• Source extract:
%%
August 1 – Hello Beautiful!

by Judy Whelley

I’m in Florida licking my wounds. My divorce finalized last September and the ex remarried in June. I’m still healing from the relationship betrayals that ended the marriage. He appears, at least outwardly, to be happy: new wife, new house, new stepson, and successful in his work. And me? Not so much. I was diagnosed with breast cancer just prior to the divorce and spent last summer and fall recovering from two surgeries and radiation. Between the divorce and the cancer, I’m feeling unwanted, undesirable, and afraid. I retired prematurely from teaching when the stress of the marital problems became so great that I could no longer function at school. I’ve come to Florida to gain some perspective, to focus on who I am, what I want to do, and where I want to go.

I feel least confident about my body and whether or not I am attractive. The ex had a sinister way of publicly praising me and showering me with exquisite gifts while ignoring or rejecting me sexually. The wounds came from what he didn’t say and do as opposed to what he did. Any private compliments given felt like being damned by faint praise. These mixed signals confused me. While mostly a confident and assertive person, sexually I doubted my worth.
%%
Saved entries:
%%
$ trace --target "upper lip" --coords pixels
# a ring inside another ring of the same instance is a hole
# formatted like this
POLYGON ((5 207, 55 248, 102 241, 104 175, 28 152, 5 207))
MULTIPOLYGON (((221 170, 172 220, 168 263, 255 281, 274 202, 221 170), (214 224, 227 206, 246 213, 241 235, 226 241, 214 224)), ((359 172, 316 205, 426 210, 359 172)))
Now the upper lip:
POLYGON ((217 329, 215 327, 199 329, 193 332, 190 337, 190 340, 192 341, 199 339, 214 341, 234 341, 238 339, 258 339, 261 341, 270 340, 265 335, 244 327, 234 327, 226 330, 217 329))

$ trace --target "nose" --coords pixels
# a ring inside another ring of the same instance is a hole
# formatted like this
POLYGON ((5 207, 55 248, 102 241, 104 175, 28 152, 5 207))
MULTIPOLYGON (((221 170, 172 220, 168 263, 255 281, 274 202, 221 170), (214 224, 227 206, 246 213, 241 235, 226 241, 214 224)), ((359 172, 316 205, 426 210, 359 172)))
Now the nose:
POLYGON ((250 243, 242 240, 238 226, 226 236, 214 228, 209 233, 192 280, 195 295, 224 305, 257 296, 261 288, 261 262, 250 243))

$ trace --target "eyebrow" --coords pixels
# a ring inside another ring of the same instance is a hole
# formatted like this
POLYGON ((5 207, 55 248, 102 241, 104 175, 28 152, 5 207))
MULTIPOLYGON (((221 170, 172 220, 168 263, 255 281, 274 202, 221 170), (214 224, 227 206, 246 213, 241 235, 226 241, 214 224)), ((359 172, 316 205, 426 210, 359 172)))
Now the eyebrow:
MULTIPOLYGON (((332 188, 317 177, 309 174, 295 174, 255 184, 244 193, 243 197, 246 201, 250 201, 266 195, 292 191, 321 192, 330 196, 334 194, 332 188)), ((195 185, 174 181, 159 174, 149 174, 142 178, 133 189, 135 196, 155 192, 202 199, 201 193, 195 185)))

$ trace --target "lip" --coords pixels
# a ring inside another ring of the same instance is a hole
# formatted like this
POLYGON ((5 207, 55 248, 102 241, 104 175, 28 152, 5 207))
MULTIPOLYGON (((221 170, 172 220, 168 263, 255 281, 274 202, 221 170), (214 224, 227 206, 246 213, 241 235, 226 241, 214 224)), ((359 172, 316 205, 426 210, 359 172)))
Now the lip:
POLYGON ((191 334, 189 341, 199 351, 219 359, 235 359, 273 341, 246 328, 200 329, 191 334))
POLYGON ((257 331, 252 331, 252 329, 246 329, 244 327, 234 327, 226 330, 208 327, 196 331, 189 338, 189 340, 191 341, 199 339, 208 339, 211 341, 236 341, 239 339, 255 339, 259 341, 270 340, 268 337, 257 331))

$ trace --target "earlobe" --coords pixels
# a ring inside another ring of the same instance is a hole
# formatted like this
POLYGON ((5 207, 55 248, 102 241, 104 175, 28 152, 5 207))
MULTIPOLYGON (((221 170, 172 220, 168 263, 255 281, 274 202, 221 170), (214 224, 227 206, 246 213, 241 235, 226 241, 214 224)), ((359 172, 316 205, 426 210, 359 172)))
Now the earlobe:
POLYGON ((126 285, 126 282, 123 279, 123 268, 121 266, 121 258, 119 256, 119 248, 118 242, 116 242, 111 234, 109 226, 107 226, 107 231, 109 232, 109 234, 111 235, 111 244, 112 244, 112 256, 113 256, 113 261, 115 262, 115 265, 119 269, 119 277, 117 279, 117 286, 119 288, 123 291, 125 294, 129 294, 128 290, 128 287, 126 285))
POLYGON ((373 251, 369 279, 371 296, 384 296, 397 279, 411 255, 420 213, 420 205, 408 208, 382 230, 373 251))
%%
• What this exercise asks:
- A) In the Florida essay, when did the ex remarry?
- B) Print the passage of the Florida essay between "I feel least" and "doubted my worth.", inclusive.

• Outputs for the tasks:
- A) In June.

- B)
I feel least confident about my body and whether or not I am attractive. The ex had a sinister way of publicly praising me and showering me with exquisite gifts while ignoring or rejecting me sexually. The wounds came from what he didn’t say and do as opposed to what he did. Any private compliments given felt like being damned by faint praise. These mixed signals confused me. While mostly a confident and assertive person, sexually I doubted my worth.